───── TEXTE À LIRE ─────
Le candidat socialiste répond à Nicolas Sarkozy, qui s'est exprimé
à la télévision jeudi soir, dans une émission de pédagogie sur la crise
européenne.
Pensez-vous que, jeudi 27 octobre, "la zone euro a trouvé une solution à sa crise", comme l'a affirmé Nicolas Sarkozy ?
La zone euro a évité le pire, mais l'accord trouvé à Bruxelles est partiel et insuffisant. Partiel car il ne comporte aucun progrès dans la gouvernance économique de la zone euro. Insuffisant parce que le fonds de stabilité financière présente deux lacunes. La première est qu'il n'est pas adossé à la Banque centrale, ce qui était une revendication française que M. Sarkozy a abandonnée. La seconde est qu'il n'est pas doté de façon telle qu'il puisse protéger les pays les plus vulnérables contre d'autres secousses. Rien n'est réglé dans la durée.
M. Sarkozy n'est pas opposé à ce que la Chine contribue au sauvetage de la zone euro. Qu'en pensez-vous ?
───── CONTENU DU LISTING ─────
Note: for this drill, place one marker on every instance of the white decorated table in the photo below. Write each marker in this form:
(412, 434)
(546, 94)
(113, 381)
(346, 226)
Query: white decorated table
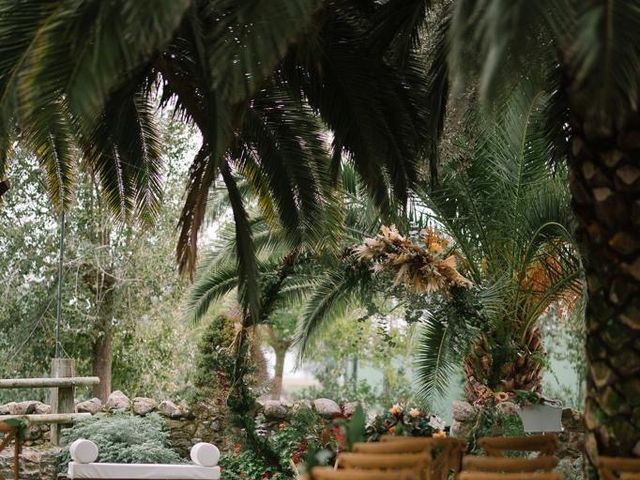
(84, 454)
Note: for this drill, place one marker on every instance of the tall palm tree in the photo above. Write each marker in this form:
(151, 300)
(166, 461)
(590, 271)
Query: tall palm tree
(590, 52)
(497, 254)
(80, 79)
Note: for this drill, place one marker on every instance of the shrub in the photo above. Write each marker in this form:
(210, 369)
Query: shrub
(123, 438)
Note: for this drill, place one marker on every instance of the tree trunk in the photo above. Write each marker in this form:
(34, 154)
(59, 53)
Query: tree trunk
(276, 387)
(605, 184)
(487, 366)
(4, 187)
(101, 363)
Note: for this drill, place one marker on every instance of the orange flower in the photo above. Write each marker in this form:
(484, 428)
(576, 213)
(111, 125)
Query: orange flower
(502, 396)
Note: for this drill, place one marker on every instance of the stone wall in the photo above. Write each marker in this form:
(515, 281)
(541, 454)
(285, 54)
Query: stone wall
(187, 425)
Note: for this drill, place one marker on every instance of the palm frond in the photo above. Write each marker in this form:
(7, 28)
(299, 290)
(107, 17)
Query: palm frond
(124, 149)
(435, 362)
(247, 39)
(248, 289)
(330, 299)
(50, 137)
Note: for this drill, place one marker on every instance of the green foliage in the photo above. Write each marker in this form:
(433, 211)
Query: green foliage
(413, 422)
(141, 313)
(305, 431)
(216, 358)
(491, 422)
(123, 438)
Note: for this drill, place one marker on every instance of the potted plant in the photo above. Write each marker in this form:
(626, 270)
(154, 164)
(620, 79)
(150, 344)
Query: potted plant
(538, 414)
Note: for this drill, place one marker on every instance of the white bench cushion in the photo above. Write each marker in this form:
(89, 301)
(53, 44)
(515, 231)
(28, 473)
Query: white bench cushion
(116, 471)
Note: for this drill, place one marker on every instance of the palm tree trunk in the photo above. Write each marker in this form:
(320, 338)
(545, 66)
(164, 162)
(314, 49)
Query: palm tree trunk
(276, 388)
(605, 184)
(491, 364)
(101, 363)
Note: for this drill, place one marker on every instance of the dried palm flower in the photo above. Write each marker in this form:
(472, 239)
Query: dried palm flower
(428, 269)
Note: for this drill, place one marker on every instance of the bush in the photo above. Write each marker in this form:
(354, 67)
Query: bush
(123, 438)
(305, 431)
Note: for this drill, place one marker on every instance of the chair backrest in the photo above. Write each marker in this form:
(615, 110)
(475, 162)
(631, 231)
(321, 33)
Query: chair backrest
(502, 464)
(441, 454)
(404, 445)
(613, 468)
(382, 461)
(511, 476)
(495, 446)
(329, 473)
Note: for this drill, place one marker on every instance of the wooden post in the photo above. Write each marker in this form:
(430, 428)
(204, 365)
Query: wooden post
(62, 398)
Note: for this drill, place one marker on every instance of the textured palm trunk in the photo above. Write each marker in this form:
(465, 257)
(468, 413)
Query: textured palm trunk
(605, 184)
(500, 367)
(278, 376)
(102, 361)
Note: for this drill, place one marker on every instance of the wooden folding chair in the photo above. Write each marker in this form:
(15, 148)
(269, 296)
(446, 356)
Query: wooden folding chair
(383, 461)
(403, 445)
(329, 473)
(543, 463)
(11, 433)
(510, 476)
(442, 454)
(614, 468)
(496, 446)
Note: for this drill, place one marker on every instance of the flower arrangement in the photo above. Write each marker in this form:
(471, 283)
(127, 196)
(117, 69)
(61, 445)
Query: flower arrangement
(421, 269)
(401, 421)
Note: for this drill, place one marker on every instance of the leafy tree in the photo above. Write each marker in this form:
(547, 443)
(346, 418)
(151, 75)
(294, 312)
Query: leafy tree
(120, 288)
(254, 77)
(507, 219)
(589, 52)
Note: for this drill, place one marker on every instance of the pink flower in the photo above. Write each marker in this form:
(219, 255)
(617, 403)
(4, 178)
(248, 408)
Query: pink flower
(396, 409)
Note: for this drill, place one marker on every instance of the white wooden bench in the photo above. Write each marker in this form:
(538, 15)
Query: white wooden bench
(84, 454)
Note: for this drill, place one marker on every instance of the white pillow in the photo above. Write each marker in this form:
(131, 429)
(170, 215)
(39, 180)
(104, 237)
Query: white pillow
(205, 454)
(83, 451)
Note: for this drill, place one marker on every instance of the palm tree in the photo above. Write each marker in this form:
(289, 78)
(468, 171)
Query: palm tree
(589, 52)
(497, 254)
(80, 80)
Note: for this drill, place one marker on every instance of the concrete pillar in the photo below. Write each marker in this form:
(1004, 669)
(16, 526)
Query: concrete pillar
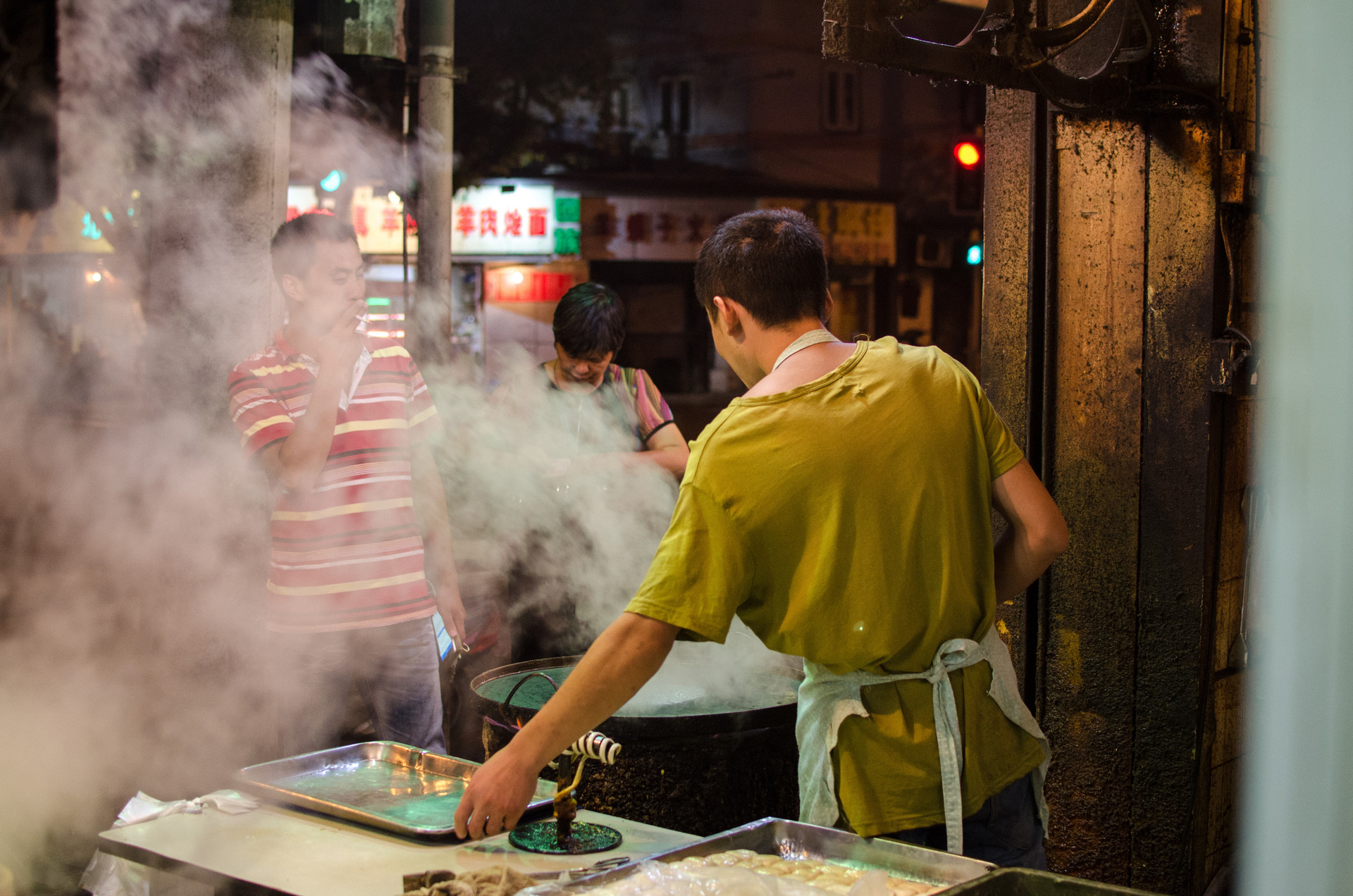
(432, 323)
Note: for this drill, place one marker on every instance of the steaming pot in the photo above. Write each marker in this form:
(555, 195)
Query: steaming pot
(693, 759)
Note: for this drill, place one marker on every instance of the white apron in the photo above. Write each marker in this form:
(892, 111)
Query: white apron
(826, 700)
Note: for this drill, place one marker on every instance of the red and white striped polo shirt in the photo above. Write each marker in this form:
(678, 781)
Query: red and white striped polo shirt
(350, 554)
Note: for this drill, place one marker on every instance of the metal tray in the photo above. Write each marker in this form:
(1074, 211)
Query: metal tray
(1022, 881)
(383, 784)
(795, 840)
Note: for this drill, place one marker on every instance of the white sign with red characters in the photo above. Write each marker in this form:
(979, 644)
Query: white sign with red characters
(501, 221)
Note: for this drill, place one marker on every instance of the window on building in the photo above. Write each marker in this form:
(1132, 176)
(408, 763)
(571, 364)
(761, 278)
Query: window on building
(676, 106)
(841, 99)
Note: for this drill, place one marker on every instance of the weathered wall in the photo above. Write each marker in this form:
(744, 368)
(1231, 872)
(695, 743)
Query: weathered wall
(1098, 314)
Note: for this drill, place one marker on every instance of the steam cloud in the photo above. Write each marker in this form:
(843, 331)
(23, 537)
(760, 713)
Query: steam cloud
(133, 547)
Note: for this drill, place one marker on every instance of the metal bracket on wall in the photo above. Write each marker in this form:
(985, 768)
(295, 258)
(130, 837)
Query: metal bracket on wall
(1233, 368)
(1004, 48)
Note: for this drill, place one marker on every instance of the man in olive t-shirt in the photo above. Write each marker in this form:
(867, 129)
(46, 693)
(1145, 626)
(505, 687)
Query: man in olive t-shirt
(842, 509)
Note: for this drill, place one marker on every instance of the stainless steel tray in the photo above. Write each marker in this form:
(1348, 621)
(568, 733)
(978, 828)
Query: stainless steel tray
(383, 784)
(795, 840)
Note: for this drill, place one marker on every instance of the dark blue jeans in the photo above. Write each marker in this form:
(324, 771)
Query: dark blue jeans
(1006, 831)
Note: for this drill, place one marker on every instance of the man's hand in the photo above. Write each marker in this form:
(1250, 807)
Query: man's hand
(341, 345)
(1037, 533)
(439, 558)
(616, 666)
(448, 604)
(497, 796)
(298, 461)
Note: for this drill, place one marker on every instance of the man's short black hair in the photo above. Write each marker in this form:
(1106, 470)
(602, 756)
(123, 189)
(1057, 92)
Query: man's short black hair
(591, 321)
(770, 261)
(294, 244)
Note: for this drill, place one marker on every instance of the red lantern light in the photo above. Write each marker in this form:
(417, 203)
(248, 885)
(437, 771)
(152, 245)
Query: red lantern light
(968, 155)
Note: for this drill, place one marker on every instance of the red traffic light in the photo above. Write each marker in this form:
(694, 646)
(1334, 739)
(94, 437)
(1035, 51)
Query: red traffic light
(969, 155)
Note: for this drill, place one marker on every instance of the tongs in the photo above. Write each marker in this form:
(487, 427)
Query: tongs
(573, 873)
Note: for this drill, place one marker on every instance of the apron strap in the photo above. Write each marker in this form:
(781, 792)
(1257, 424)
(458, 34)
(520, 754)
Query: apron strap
(811, 337)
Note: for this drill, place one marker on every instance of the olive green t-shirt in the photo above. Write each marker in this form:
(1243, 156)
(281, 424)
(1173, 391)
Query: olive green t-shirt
(848, 521)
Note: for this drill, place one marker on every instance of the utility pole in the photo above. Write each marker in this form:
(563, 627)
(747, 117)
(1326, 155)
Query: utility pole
(432, 320)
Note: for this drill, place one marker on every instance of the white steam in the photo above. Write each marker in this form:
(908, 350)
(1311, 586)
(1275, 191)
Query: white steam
(133, 539)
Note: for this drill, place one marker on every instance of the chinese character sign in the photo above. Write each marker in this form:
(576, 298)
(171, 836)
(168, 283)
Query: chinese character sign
(376, 218)
(502, 221)
(651, 229)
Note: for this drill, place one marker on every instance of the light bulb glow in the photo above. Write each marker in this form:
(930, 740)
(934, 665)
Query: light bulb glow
(968, 155)
(332, 182)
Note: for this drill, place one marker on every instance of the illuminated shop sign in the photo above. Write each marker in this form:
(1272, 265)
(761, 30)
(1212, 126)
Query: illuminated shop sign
(376, 218)
(498, 221)
(653, 229)
(854, 232)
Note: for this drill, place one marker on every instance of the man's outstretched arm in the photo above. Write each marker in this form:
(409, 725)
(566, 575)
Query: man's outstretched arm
(616, 666)
(1037, 533)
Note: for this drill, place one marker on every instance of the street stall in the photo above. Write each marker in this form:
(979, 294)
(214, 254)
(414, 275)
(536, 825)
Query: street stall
(684, 754)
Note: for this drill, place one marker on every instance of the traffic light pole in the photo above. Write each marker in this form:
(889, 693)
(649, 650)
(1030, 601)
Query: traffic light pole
(431, 323)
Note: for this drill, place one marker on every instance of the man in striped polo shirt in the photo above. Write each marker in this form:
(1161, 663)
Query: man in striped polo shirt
(340, 423)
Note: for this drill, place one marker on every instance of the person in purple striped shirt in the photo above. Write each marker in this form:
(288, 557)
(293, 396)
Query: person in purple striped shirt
(582, 379)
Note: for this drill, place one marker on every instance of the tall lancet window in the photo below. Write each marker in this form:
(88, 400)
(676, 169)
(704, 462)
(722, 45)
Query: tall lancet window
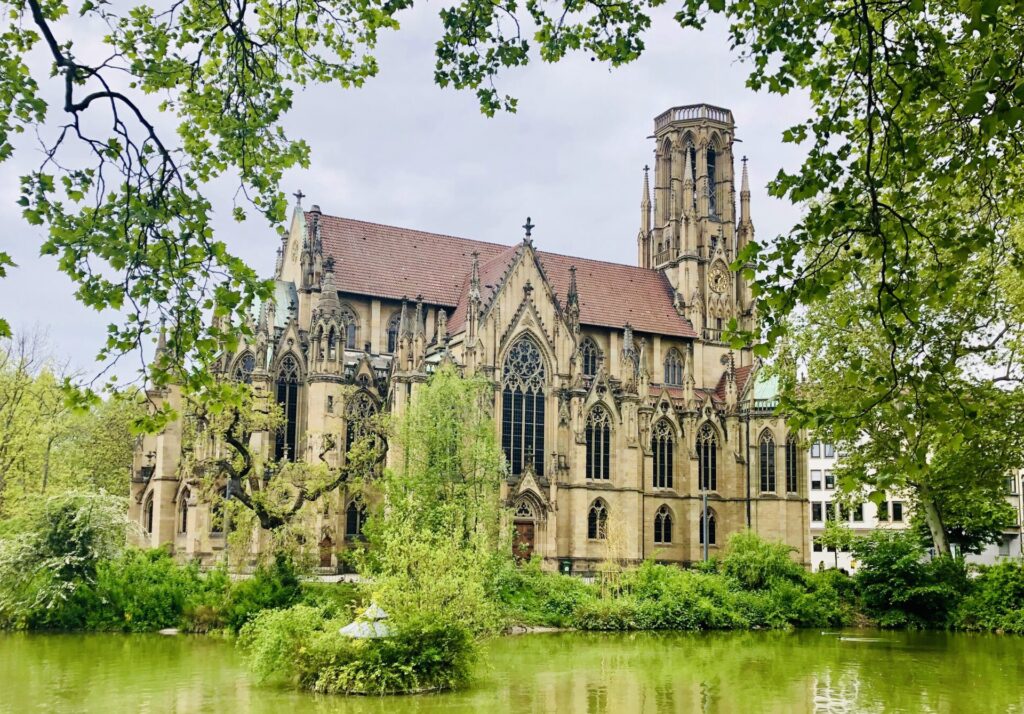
(767, 462)
(663, 444)
(349, 323)
(691, 153)
(792, 483)
(712, 182)
(674, 368)
(392, 332)
(358, 413)
(244, 368)
(708, 458)
(598, 444)
(589, 351)
(288, 400)
(522, 406)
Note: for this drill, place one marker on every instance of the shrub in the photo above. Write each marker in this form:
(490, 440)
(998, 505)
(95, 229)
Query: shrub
(141, 591)
(530, 596)
(996, 600)
(899, 589)
(755, 563)
(271, 640)
(337, 600)
(54, 550)
(276, 586)
(413, 660)
(300, 644)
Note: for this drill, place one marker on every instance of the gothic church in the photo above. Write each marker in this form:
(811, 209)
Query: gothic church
(620, 408)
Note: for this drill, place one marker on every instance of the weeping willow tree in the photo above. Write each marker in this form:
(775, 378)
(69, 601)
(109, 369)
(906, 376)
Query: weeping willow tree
(437, 532)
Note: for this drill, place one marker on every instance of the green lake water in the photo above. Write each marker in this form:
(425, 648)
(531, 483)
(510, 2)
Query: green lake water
(568, 672)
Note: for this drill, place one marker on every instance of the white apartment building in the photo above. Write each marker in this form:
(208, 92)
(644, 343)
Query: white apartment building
(862, 518)
(892, 513)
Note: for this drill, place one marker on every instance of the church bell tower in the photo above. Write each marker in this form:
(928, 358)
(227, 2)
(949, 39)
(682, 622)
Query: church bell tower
(689, 227)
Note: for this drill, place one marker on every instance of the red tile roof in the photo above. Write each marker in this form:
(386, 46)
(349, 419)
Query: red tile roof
(742, 374)
(391, 262)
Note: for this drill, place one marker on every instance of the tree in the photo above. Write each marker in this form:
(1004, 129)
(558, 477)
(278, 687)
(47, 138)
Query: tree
(912, 137)
(56, 548)
(437, 533)
(220, 452)
(949, 432)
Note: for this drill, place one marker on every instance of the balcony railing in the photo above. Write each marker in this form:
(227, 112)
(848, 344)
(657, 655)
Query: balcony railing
(676, 114)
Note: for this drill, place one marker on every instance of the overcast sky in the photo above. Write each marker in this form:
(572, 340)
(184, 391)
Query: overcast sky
(402, 152)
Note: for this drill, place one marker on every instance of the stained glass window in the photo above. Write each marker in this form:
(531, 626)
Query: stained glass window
(598, 444)
(663, 444)
(767, 462)
(708, 458)
(597, 520)
(663, 526)
(288, 399)
(523, 407)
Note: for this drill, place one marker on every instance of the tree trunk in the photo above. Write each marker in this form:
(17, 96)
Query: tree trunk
(934, 520)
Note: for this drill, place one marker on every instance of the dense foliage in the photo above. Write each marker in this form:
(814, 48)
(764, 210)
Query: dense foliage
(47, 448)
(756, 585)
(68, 569)
(432, 548)
(301, 645)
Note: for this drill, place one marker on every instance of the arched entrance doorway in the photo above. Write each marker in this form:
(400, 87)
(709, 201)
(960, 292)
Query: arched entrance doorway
(524, 534)
(327, 550)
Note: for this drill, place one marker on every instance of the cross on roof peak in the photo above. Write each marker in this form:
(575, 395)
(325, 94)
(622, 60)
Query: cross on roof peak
(528, 226)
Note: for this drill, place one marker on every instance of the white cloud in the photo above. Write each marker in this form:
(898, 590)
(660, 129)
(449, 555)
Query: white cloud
(402, 151)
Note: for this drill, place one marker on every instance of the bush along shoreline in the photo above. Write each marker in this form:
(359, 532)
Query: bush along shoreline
(68, 574)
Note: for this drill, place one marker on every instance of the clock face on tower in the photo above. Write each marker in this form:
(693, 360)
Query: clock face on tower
(718, 279)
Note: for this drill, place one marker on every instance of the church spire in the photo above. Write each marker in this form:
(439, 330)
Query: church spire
(643, 239)
(687, 184)
(744, 197)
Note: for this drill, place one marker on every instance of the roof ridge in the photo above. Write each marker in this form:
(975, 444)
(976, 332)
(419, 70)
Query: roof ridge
(488, 243)
(419, 231)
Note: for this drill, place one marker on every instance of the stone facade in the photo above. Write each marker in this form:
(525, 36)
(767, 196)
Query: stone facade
(616, 402)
─────
**À FAIRE**
A: Comptez les lignes du listing où figure la chaîne "glow", en tenant compte de la casse. Donnez seulement ce nombre.
B: Poursuivez l'entretien sur la crise de la zone euro à partir de sa dernière phrase.

**RÉPONSES**
A: 2

B:
Le contact que Nicolas Sarkozy a cru bon de prendre avec le président chinois, au lendemain de l'accord, en dit long sur la nouvelle dépendance de la zone euro. La Chine est désormais la maîtresse du jeu, de sorte que le sommet du G20 des 3 et 4 novembre, qui devait être le moment de vérité pour le yuan, va consacrer l'empire économique chinois.
Faut-il, comme l'a déclaré M. Sarkozy, davantage d'intégration dans la zone euro ?
Oui, à condition que cette intégration signifie une coordination des politiques économiques dans le sens de la croissance, une solidarité financière face à l'adversité et une politique volontariste en matière industrielle.
M. Sarkozy a expliqué que la Banque de France aurait un pouvoir de contrôle sur les banques recapitalisées. Cela doit vous satisfaire…
Jugeons M. Sarkozy sur pièces et non sur paroles. En 2009, lors du plan de sauvetage des banques, les prêts accordés par l'Etat n'ont été accompagnés d'aucune contrepartie, de sorte qu'en 2010 les rémunérations les plus hautes du secteur bancaire ont progressé de 45 %. Je ne vois pas pourquoi M. Sarkozy serait plus efficace aujourd'hui qu'hier.
La réduction des dépenses promue par Nicolas Sarkozy permettra-t-elle à la France de conserver son triple A ?
Notre triple A est sous surveillance. Tout dépendra des mesures prises d'ici la fin de l'année. Quoi qu'il en soit, si la note devait être dégradée, le président sortant en porterait la responsabilité.
La révision à 1 % du taux de croissance pour 2012 vous paraît-elle raisonnable ?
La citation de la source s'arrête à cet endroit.